### Work item
Print out each record, keeping it identical to the original.

[Records drawn from a dataset]
# # # #

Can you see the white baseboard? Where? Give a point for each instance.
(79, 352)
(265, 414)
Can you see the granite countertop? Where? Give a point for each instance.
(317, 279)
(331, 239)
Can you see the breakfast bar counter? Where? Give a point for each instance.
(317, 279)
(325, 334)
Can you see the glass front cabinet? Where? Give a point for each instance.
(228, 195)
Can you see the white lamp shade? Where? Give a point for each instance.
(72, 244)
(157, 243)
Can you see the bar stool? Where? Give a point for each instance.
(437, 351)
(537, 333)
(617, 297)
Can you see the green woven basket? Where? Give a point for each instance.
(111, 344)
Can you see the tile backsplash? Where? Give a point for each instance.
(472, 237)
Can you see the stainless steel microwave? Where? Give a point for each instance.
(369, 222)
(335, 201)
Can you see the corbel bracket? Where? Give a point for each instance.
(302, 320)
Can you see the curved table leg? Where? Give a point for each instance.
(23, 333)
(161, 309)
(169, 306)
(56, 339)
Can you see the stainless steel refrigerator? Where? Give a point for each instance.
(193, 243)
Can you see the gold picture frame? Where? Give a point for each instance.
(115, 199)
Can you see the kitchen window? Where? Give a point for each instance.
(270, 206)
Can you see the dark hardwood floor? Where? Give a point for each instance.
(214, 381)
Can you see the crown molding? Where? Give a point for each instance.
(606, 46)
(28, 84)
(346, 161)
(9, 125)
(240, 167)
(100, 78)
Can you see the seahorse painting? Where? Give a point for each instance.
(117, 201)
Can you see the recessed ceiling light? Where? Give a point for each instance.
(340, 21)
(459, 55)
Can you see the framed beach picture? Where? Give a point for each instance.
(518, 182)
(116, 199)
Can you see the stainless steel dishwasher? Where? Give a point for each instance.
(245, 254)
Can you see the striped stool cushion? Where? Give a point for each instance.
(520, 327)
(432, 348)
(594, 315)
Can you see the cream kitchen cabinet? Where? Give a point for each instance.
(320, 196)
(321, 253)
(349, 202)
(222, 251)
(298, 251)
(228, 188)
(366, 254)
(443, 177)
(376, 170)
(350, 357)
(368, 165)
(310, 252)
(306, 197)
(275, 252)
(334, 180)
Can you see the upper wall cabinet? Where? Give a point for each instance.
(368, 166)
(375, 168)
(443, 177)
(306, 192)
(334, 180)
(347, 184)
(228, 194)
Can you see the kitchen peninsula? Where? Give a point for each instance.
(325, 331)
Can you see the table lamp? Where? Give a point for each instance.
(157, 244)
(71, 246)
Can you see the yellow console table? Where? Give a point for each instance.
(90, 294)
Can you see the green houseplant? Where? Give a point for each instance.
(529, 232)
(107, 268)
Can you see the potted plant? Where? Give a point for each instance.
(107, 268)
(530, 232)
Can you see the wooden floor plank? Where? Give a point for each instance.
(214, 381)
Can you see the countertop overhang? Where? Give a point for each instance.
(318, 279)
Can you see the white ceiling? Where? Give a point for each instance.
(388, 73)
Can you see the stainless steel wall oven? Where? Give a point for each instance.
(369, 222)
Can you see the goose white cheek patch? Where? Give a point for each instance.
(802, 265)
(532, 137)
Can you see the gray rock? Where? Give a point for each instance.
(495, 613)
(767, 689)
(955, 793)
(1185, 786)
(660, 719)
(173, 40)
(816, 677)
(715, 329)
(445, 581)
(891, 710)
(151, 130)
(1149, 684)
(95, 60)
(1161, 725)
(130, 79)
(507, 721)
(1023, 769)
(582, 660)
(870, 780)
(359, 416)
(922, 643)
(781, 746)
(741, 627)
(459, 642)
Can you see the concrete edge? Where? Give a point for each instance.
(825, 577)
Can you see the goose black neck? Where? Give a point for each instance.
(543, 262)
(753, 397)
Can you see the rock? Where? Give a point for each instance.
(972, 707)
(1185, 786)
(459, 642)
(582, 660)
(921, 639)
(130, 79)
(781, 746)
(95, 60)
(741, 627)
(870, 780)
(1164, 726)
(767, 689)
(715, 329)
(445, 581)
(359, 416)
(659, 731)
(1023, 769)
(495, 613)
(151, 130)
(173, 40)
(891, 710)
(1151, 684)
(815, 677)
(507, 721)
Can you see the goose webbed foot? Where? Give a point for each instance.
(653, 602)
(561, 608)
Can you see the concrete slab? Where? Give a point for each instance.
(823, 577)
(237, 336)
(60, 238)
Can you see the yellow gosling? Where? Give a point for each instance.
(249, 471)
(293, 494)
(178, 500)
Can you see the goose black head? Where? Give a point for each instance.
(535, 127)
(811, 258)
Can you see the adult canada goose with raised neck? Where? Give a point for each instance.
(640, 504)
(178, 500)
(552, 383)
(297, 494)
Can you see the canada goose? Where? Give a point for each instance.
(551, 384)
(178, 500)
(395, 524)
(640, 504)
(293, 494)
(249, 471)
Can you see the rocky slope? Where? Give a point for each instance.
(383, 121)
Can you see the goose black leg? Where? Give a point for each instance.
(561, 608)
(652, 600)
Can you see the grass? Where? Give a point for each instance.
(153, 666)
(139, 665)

# # # #

### Your response
Can you see the white baseboard? Where? Give a point for each instance.
(79, 352)
(265, 414)
Can you see the granite countertop? Where? Give a point for each instance.
(317, 279)
(331, 239)
Can you see the breakfast bar counter? Where? Give a point for each instance.
(317, 279)
(325, 334)
Can you see the glass front cabinet? Where? Give a point for each instance.
(228, 195)
Can you see the white lamp shade? Where? Give a point for each instance.
(72, 244)
(157, 243)
Can you see the bar stool? Where? Give a point for each instance.
(437, 351)
(537, 333)
(617, 297)
Can you see the green woven basket? Where? Give a point for each instance.
(111, 344)
Can you see the tile backsplash? Where? Give a point for each instance.
(472, 237)
Can you see the stainless steel microwave? Where? Give a point for each instance.
(369, 222)
(335, 201)
Can you see the corbel bracket? Where? Give a point for each instance.
(302, 320)
Can you see the curved table leg? Where? Give a point for each instance.
(23, 333)
(161, 309)
(169, 306)
(56, 339)
Can you see the stainless steel refrigerator? Where? Give a point for each instance.
(193, 243)
Can you see the gold picture frame? Where? Give a point for each instance.
(115, 199)
Can you see the kitchen window? Where? Give a point for each instance.
(270, 206)
Can you see the dark hardwood floor? Where? Give a point for each instance.
(214, 381)
Can you see the crown molding? Where? Give a point for each instance.
(606, 46)
(28, 84)
(346, 161)
(9, 125)
(240, 167)
(100, 78)
Can you see the seahorse painting? Where? Give a point for each instance.
(117, 201)
Can you see the recessed ceiling light? Where? Give a point for each instance.
(340, 21)
(459, 55)
Can you see the framed beach picture? Where? Give a point for each instance.
(518, 182)
(116, 199)
Can you see the stainless steel dishwasher? Where? Give a point for each instance.
(245, 254)
Can you see the striped stool cushion? Where? Give a point for each instance.
(520, 327)
(432, 348)
(594, 315)
Can you see the cream kitchen cabinet? Where? Give a point for each instance.
(320, 196)
(321, 253)
(349, 202)
(222, 251)
(298, 251)
(228, 188)
(366, 254)
(443, 177)
(376, 170)
(350, 357)
(368, 165)
(310, 252)
(306, 197)
(275, 252)
(334, 180)
Can you see the upper wall cabinet? Where? Give a point for each instance.
(368, 166)
(375, 168)
(443, 177)
(306, 192)
(334, 180)
(347, 184)
(228, 194)
Can you see the kitchen peninsula? Where? Give a point for each instance.
(325, 331)
Can you see the table lamp? Where? Give a point for each instance.
(157, 244)
(71, 246)
Can you see the yellow console table? Where? Give a point for each instance.
(90, 294)
Can you see the green houseplant? Where? Give a point for each instance.
(529, 232)
(107, 268)
Can you see the potted plant? Where? Give a point for each instance.
(107, 268)
(530, 232)
Can you see the wooden floor plank? Where? Give a point for each instance.
(214, 381)
Can you see the countertop overhang? Where? Give a point for each instance.
(318, 279)
Can you see the white ceiling? Where? Give a point for each instance.
(388, 73)
Can you see the stainless steel wall oven? Where? Give a point for each instance.
(369, 222)
Can you see the goose white cheek patch? Where? Give a point for each instance.
(802, 265)
(532, 137)
Can you see the gray rock? Where? Give a point for each instance.
(495, 613)
(767, 689)
(955, 793)
(1185, 786)
(660, 719)
(173, 40)
(816, 677)
(715, 329)
(445, 581)
(891, 710)
(151, 130)
(1149, 684)
(95, 60)
(1161, 725)
(130, 79)
(507, 721)
(1023, 769)
(582, 660)
(870, 780)
(359, 416)
(922, 643)
(781, 746)
(741, 627)
(459, 642)
Can you see the concrete edge? Where? Give a point for each instance.
(825, 577)
Can you see the goose black neck? Where? Give a point for each instance.
(543, 262)
(753, 397)
Can you see the rock? Where? Give a point for each instance.
(972, 707)
(1185, 786)
(459, 642)
(582, 660)
(921, 639)
(130, 79)
(781, 746)
(95, 60)
(741, 627)
(870, 780)
(1164, 726)
(767, 689)
(715, 329)
(445, 581)
(359, 416)
(659, 731)
(1023, 769)
(495, 613)
(151, 130)
(173, 40)
(891, 710)
(1151, 684)
(815, 677)
(507, 721)
Can you see the goose webbed foot? Where? Give a point for each instance.
(653, 602)
(561, 608)
Can you see the concrete slab? Where? Give a point for each instance.
(823, 577)
(237, 336)
(60, 238)
Can you see the yellow gosling? Where? Give a point for each instance.
(249, 471)
(293, 494)
(178, 500)
Can you see the goose black head? Where? Give a point for each instance.
(535, 127)
(811, 258)
Can you see the adult canada goose with raised neck? Where? Give a point for each instance.
(640, 504)
(178, 500)
(552, 383)
(297, 494)
Can you see the canada goose? Where? Give a point for each instance.
(551, 384)
(178, 500)
(395, 524)
(640, 504)
(293, 494)
(249, 471)
Can you see the rocky slope? Where? Give a point for each instance.
(383, 121)
Can you see the goose black leg? Where? Give a point for each instance.
(561, 608)
(652, 600)
Can you see the grass? Where? Give a point for each instance.
(153, 666)
(139, 665)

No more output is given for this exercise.